→ **Gestellte Aufgabe 1**:
Kannst du aus dem Text über Dylans Film „Dont Look Back“ den Abschnitt wortgetreu wiedergeben, der bei den Worten „Des weiteren wird“ beginnt und nach den Worten „kichert Dylan entschuldigend.“ endet?

→ **Ausgangstext**:
####
Des weiteren wird man Zeuge, wenn der dandyhafte Dylan-Manager Albert Grossmann mit einem jungen Modell mit deutschem Akzent (das später als Nico im Pop-Zirkus die Rolle der tragischen Diva spielen sollte), flirtet und zugleich väterliche Ratschläge erteilt: „You have to find your own thing.“ Und man erlebt die Aufregung, die im Dylan-Camp herrscht, als Bob die Beatles treffen soll.

In „65 Revisited“ scheint Bob Dylan tatsächlich – im übertragenden Sinn — die Sonnenbrille abzunehmen. Man sieht hier nicht die coole Ikone, sondern ein Porträt des Künstlers als junger, durchaus sympathischer Mann, der etwas ratlos und peinlich berührt vor ahnungsloser Presse und aufgeregten Fans steht. „Ich weiß nicht, was ich sagen soll“, lacht ein junger Fan in Manchester verlegen. „Ich auch nicht“, kichert Dylan entschuldigend.

Solche Momente der Verlegenheit findet man in „Dont Look Back“ nirgendwo. Der sonnenbebrillte Dylan hat dort immer alles unter Kontrolle, steht als arroganter Hipster über den Dingen und amüsiert sich königlich über die Spießer von der Presse und die hysterischen Teenies, die immer noch an „The Times They Are A-Changin“ glauben, während in seinem Hotelzimmer bereits das neue, zur Hälfte elektrische Album „Bringing it All Back Home“ läuft. Dieser Mann ist seiner Zeit so weit voraus, so die Aussage von „Dont Look Back“, dass ihm die Gegenwart vorkommt wie ein Entwicklungsland.

Es entsteht der Eindruck, als hätte Regisseur Pennebaker, der auf Vorschlag von Grossman die letzte Solo-Akustik-Tour Dylans mit der Handkamera festhalten sollte, nie Kontrolle über das Projekt gehabt. Als hätten Dylan und sein Freund und Roadmanager Bob Neuwirth hier ihre zynische Antwort auf den ersten Beatles-Film „A Hard Day’s Night“ inszeniert.

„Wir wussten immer, was wir taten, und Pennebaker wusste es nicht“, so Neuwirth, den Pennebaker im Off-Kommentar zu „Dont Look Back“ nun nicht nur gleichberechtigt zu Wort kommen lässt, sondern gleich zum Co-Regisseur erhebt, der damals mit viel Gespür zur eigenen Unterhaltung filmreife Situationen inszeniert habe.

Der Einfluss des Malers und Folkmusikers Neuwirth (dessen untere Hälfte auch auf dem Cover zu „Highway 61 Revisited“ zu sehen ist) auf den Film ist ebenso mysteriös wie der auf Dylans Karriere. Wenn man in „Dont Look Back“ sieht, wie er das Folk-Genre gleich zu Beginn am Rande einer Pressekonferenz von sich weist – oder wie er Joan Baez mit ihrer glockenhellen Stimme aufzieht, kann man sich gut vorstellen, dass er seinen Teil beigetragen hat zu Dylans Entfremdung von der alten Folkszene und gar das coole Image seines Freundes mit konzipiert hat.
####
→ **Bereitgestellte Zeilen**:
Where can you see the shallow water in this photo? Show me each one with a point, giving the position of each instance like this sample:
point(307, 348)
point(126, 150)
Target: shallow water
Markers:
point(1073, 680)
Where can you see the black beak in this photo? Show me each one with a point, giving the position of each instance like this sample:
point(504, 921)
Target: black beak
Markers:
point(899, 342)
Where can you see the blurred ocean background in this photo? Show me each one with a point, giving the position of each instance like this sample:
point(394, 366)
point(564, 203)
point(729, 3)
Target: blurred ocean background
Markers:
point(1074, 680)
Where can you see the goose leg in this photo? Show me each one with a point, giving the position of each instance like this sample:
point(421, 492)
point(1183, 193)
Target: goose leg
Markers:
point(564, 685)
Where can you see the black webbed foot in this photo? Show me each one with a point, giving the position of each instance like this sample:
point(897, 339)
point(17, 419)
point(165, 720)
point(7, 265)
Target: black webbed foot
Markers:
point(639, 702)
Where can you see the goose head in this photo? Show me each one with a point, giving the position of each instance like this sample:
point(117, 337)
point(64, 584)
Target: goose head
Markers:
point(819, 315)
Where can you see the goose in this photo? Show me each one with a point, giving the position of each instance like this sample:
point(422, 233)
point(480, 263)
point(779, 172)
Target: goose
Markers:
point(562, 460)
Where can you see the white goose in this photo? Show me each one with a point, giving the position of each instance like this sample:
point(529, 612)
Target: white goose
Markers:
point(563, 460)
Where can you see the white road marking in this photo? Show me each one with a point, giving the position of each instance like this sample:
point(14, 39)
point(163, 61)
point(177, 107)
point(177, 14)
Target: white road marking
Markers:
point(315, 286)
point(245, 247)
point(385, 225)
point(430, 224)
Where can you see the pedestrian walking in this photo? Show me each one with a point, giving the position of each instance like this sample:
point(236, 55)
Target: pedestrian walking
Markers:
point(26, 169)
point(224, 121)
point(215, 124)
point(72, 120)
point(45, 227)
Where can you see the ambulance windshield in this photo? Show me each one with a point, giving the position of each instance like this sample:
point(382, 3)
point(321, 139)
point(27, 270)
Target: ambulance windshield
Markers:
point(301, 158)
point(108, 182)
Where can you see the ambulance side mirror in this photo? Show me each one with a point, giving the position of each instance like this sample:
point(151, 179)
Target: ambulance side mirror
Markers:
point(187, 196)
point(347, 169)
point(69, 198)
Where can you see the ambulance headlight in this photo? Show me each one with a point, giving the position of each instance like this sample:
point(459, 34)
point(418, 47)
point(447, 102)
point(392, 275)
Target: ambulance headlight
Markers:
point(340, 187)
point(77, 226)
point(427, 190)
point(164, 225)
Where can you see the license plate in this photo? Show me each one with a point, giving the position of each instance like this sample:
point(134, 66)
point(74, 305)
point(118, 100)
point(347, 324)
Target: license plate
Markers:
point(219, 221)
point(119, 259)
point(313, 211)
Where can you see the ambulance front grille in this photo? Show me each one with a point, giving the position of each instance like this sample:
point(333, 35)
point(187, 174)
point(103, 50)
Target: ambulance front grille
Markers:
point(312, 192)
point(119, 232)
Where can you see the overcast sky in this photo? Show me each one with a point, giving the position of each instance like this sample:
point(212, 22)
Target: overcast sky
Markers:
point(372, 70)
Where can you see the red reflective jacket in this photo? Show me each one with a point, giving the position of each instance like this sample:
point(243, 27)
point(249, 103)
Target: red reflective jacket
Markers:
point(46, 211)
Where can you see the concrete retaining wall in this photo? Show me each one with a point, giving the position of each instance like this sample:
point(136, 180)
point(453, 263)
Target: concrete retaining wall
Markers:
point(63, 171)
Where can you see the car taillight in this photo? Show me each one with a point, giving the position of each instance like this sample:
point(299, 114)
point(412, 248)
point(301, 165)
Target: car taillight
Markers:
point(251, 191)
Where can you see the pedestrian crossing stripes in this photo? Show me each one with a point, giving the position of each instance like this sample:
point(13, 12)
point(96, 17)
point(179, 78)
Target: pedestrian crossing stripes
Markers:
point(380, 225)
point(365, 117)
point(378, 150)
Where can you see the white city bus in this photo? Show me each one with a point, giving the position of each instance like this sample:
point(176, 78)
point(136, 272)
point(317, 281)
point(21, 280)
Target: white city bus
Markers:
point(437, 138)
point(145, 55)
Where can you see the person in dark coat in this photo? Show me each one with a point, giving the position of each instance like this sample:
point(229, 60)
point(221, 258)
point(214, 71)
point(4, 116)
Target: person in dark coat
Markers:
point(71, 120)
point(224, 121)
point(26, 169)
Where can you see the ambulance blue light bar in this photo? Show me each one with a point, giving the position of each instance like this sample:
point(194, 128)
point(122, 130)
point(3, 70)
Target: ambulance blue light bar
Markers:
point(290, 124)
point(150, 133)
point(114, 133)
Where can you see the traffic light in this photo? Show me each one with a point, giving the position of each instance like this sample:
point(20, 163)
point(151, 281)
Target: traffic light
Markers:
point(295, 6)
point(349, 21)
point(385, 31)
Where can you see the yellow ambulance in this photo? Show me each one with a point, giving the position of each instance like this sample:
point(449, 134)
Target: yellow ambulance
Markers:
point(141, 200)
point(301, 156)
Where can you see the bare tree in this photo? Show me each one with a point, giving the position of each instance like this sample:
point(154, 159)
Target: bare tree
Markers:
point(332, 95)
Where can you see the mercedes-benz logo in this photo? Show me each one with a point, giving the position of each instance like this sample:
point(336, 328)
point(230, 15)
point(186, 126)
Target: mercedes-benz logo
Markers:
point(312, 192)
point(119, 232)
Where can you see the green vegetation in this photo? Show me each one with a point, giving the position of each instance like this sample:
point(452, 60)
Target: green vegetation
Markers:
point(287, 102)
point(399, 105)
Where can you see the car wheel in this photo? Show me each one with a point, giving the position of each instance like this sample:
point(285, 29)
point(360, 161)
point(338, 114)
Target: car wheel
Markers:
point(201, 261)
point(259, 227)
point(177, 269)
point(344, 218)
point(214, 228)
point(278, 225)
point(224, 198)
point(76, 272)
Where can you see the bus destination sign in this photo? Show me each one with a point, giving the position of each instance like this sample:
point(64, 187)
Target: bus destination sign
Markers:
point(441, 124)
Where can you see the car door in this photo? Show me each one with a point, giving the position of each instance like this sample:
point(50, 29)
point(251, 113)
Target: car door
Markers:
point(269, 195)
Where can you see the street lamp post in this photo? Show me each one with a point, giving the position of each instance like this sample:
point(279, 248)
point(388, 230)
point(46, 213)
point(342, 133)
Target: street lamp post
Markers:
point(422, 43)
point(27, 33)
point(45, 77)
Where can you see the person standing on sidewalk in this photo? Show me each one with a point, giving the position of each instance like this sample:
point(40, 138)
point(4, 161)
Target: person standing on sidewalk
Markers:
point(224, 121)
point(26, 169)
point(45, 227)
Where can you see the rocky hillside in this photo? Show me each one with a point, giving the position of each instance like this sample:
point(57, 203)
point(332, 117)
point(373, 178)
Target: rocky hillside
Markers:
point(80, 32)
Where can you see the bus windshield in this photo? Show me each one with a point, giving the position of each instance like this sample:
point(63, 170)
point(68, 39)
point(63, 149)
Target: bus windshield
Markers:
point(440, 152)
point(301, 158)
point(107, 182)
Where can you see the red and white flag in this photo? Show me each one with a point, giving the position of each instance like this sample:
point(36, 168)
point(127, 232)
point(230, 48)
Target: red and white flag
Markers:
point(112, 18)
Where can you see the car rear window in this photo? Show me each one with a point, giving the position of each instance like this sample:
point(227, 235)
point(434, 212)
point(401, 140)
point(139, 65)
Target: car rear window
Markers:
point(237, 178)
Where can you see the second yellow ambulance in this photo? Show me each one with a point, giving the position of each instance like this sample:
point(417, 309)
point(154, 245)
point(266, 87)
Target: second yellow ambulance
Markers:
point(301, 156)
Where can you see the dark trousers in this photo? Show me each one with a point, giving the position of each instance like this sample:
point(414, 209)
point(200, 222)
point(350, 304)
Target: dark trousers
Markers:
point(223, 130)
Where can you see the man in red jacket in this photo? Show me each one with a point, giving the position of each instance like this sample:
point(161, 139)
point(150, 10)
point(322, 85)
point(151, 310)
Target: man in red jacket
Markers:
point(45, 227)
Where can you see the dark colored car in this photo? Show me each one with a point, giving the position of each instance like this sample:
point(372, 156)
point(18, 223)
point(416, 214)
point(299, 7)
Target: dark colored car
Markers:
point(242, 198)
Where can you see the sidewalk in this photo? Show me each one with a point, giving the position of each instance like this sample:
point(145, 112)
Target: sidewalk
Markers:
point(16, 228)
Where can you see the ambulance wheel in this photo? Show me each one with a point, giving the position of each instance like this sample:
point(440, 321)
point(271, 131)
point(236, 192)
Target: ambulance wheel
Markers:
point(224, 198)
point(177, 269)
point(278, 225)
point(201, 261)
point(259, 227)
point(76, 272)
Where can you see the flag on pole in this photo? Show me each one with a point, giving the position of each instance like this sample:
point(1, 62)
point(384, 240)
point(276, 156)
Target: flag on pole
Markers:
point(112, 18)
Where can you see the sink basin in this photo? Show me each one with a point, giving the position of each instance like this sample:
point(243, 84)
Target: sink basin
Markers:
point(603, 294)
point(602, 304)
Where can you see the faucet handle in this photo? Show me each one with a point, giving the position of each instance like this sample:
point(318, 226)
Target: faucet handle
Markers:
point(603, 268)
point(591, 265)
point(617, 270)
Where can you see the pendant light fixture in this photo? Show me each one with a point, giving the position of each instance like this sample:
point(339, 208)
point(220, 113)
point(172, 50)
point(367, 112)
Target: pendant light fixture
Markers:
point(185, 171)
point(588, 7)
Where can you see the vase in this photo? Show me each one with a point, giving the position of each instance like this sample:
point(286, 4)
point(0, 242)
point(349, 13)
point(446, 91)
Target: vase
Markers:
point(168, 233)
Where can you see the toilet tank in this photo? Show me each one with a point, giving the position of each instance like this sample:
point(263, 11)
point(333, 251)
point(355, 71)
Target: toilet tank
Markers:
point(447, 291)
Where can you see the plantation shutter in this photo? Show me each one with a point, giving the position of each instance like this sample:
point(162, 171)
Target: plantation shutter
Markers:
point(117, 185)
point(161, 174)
####
→ **Gestellte Aufgabe 2**:
Aktualisiere in den Zeilen oben den Abschnitt, der mit der Zeile beginnt, die „Where can you see the green“ enthält, und nach der Zeile mit „point(399, 105)“ endet: Ersetze jedes Vorkommen von „green vegetation“ durch „green plants“, lass alles andere unverändert und gib nur diesen Abschnitt aus.

→ **Schriftliche Antwort 1**:
Des weiteren wird man Zeuge, wenn der dandyhafte Dylan-Manager Albert Grossmann mit einem jungen Modell mit deutschem Akzent (das später als Nico im Pop-Zirkus die Rolle der tragischen Diva spielen sollte), flirtet und zugleich väterliche Ratschläge erteilt: „You have to find your own thing.“ Und man erlebt die Aufregung, die im Dylan-Camp herrscht, als Bob die Beatles treffen soll.

In „65 Revisited“ scheint Bob Dylan tatsächlich – im übertragenden Sinn — die Sonnenbrille abzunehmen. Man sieht hier nicht die coole Ikone, sondern ein Porträt des Künstlers als junger, durchaus sympathischer Mann, der etwas ratlos und peinlich berührt vor ahnungsloser Presse und aufgeregten Fans steht. „Ich weiß nicht, was ich sagen soll“, lacht ein junger Fan in Manchester verlegen. „Ich auch nicht“, kichert Dylan entschuldigend.

→ **Schriftliche Antwort 2**:
Where can you see the green plants in this photo? Show me each one with a point, giving the position of each instance like this sample:
point(452, 60)
Target: green plants
Markers:
point(287, 102)
point(399, 105)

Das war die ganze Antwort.